O QUE SE PEDE: Localize nas linhas abaixo todas as que contêm a palavra "mask" e copie cada uma delas.

EXTRATO DOS DADOS:
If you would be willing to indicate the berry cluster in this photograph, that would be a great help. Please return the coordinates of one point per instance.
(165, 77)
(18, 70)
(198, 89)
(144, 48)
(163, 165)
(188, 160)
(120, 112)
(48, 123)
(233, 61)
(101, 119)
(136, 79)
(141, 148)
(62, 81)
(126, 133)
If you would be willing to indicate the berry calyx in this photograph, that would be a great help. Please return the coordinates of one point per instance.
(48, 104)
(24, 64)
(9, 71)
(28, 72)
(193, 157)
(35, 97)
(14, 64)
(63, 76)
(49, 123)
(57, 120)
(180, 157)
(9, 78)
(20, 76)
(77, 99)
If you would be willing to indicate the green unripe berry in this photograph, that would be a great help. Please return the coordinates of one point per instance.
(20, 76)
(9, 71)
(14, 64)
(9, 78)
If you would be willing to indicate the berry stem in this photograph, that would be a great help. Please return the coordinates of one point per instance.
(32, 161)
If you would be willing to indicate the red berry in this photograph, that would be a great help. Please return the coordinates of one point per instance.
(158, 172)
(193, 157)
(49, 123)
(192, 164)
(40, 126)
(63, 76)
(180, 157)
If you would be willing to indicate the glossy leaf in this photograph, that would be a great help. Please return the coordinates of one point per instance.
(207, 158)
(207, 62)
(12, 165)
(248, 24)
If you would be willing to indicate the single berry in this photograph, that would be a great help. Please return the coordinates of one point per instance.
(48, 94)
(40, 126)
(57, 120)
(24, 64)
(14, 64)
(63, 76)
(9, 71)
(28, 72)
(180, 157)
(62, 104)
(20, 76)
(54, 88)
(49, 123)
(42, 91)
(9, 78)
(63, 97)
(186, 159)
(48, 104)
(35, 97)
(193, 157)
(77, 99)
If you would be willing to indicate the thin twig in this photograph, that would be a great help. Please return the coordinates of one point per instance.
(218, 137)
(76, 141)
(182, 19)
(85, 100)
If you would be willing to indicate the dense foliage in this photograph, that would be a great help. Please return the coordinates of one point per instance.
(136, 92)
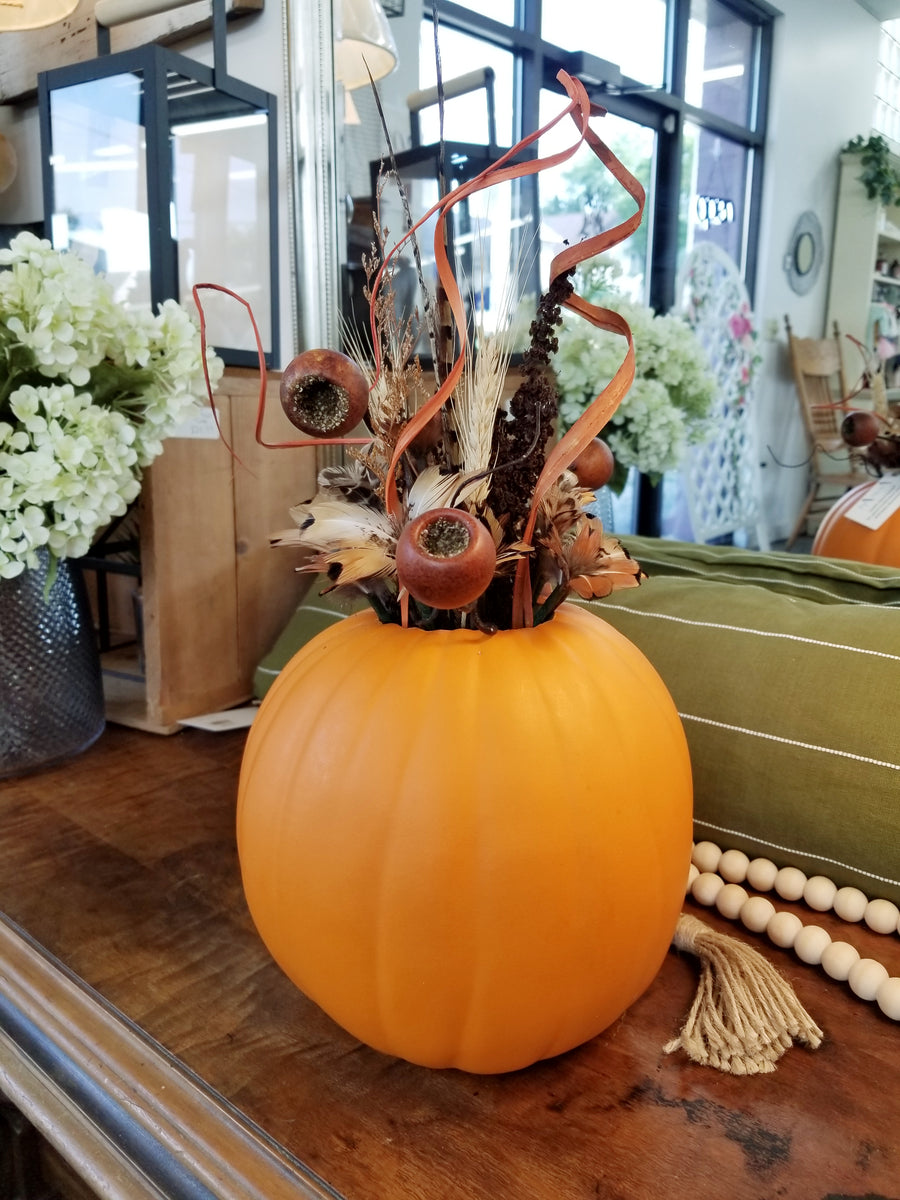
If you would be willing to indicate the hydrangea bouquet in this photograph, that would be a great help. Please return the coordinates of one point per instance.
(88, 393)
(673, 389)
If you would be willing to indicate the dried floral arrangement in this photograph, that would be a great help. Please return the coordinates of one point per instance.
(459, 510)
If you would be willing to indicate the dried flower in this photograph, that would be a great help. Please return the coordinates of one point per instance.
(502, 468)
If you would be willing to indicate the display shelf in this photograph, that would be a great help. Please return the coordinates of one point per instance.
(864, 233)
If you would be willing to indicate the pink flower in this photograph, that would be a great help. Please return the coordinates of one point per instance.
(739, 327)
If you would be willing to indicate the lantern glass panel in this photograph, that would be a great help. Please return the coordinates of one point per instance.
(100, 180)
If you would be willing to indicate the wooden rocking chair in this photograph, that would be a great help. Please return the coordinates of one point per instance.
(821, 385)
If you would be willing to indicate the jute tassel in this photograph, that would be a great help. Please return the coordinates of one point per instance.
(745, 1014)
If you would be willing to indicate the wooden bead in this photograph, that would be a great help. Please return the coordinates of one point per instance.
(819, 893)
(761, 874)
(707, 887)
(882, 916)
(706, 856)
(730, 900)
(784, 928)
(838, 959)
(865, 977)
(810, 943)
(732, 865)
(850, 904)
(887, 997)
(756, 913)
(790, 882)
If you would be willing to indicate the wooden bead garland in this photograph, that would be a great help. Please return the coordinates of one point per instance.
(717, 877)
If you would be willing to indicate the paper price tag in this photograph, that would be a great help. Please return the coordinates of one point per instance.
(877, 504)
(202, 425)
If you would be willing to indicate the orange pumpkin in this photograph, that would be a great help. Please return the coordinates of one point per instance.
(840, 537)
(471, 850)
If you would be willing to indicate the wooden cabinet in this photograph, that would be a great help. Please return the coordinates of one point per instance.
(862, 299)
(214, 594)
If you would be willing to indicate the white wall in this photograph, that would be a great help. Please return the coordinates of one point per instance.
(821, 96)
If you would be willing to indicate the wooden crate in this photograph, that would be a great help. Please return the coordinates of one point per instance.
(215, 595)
==
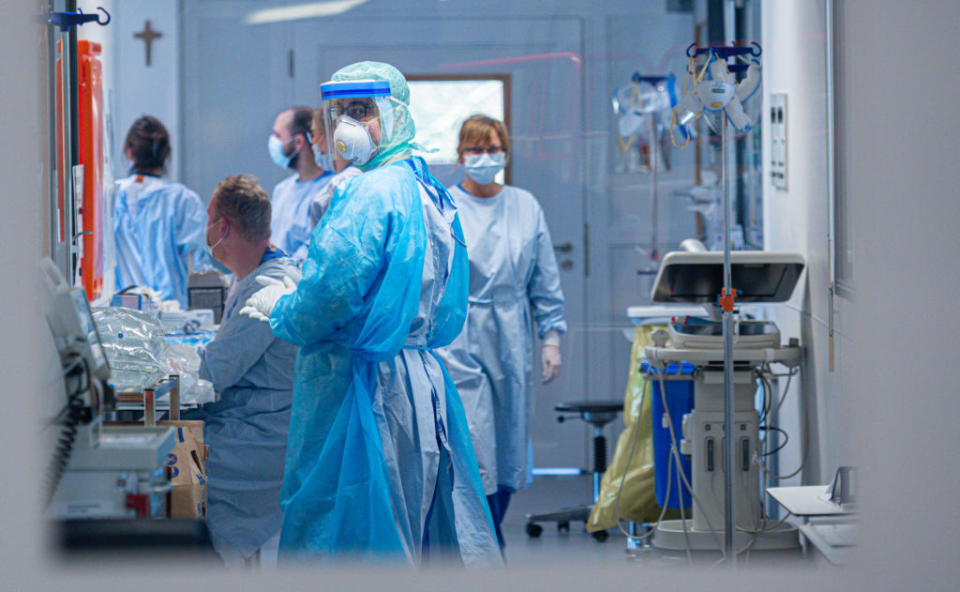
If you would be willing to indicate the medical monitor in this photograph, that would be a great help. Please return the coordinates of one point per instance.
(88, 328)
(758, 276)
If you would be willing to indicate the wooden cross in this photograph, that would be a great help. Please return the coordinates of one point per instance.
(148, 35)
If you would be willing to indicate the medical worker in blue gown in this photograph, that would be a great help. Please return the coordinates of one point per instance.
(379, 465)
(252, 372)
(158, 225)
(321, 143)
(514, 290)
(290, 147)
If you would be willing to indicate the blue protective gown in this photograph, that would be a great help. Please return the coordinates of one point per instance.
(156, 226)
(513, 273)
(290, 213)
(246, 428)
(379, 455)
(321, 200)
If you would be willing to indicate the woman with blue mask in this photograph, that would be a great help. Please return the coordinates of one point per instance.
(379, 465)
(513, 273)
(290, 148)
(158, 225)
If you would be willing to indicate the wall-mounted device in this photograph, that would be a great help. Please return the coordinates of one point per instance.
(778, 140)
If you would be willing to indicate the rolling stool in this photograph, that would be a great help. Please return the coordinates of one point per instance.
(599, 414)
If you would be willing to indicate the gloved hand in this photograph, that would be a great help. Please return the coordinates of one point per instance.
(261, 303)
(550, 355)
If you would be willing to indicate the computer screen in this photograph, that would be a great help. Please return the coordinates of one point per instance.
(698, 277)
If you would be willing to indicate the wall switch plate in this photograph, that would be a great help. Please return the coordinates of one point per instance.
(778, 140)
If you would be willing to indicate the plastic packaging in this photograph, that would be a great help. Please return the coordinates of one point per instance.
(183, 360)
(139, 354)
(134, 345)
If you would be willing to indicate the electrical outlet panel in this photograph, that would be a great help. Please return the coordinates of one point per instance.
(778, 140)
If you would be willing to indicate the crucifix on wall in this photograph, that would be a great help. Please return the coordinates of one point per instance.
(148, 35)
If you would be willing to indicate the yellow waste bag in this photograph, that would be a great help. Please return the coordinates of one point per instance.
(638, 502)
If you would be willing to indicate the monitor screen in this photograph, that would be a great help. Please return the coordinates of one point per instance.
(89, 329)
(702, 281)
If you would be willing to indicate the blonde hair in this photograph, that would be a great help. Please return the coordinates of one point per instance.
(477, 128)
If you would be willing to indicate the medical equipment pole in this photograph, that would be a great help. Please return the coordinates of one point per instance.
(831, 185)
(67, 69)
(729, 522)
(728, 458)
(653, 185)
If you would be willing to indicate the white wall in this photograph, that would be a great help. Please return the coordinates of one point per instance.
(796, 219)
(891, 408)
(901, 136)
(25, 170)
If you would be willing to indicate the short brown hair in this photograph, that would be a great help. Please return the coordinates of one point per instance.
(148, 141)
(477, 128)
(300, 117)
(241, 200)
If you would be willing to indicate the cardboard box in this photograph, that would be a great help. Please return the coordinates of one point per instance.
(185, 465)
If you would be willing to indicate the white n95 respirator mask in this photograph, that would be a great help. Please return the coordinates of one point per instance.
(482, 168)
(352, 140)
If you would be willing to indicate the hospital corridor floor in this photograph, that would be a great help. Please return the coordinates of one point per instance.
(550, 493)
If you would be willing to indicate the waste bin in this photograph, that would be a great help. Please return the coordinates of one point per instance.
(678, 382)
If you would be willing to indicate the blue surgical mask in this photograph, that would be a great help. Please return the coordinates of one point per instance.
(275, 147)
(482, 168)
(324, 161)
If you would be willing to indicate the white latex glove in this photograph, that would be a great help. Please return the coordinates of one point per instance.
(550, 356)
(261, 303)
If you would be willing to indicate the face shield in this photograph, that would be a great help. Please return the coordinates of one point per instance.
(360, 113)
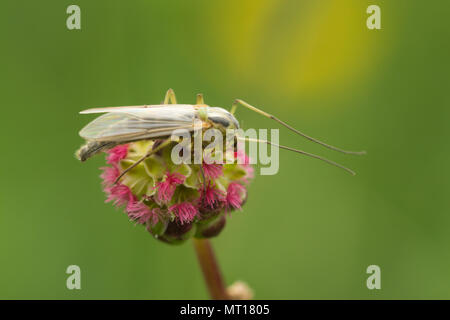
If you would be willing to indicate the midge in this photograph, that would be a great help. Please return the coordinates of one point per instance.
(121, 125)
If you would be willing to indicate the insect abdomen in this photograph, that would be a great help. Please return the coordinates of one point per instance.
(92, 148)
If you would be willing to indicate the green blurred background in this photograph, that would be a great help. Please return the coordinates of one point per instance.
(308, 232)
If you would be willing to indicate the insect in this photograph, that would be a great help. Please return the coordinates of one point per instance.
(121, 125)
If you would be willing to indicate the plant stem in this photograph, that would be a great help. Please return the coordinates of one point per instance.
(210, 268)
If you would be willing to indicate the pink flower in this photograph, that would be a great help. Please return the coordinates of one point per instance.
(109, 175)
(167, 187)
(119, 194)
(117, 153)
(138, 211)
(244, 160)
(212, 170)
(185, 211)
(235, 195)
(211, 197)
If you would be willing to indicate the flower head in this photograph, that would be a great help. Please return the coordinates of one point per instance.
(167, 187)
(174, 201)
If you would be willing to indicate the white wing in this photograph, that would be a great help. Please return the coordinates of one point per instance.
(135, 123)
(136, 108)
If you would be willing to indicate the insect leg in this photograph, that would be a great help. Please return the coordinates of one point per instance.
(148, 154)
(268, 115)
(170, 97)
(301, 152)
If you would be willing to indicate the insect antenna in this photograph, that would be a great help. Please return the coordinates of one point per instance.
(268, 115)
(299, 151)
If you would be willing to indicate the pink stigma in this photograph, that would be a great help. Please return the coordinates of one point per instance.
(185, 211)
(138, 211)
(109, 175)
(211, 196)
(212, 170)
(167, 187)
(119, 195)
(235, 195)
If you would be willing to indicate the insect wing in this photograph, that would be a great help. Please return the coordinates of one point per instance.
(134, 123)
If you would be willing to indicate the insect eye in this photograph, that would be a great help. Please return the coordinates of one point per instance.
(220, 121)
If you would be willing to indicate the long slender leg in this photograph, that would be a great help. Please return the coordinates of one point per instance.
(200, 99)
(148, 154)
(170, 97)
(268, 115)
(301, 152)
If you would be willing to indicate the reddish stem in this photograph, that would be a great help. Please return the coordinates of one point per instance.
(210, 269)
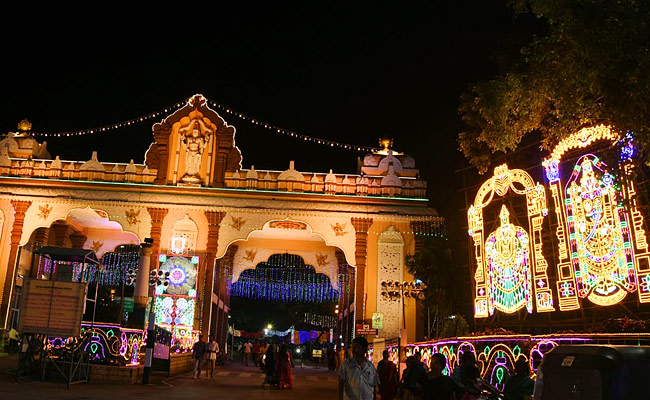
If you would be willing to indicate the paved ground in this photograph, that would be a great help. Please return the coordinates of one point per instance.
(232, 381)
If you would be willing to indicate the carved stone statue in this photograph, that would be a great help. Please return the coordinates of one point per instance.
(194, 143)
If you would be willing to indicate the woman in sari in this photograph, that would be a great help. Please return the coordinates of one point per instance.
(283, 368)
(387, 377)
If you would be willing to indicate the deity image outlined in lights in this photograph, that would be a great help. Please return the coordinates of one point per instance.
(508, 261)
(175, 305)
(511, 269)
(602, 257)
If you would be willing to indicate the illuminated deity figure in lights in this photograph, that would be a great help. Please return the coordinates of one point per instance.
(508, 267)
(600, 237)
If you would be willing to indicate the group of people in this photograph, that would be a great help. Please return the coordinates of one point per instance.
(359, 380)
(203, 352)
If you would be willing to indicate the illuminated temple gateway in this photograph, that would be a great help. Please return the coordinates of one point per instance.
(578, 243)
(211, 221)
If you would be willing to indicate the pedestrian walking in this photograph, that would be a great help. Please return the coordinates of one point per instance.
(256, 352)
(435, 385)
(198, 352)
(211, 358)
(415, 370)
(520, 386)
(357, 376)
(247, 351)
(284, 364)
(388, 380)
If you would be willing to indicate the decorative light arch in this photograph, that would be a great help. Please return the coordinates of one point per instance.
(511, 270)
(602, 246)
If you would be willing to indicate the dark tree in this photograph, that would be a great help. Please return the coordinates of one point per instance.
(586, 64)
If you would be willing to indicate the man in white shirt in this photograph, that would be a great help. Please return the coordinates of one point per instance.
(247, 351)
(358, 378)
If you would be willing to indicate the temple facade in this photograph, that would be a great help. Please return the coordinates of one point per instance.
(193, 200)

RESPOSTA AO PROBLEMA:
If you would be willing to indicate the woman with blue mask in this photograph, that would be a great help. Please return the coordinates of one point per instance.
If you would be willing to indicate the white n95 respirator mask in this photograph, that would be a great help. Please return the coordinates of one point per instance.
If you would be willing to indicate the blue surgical mask in this photograph, that would be a great help. Please return the coordinates of one point per instance.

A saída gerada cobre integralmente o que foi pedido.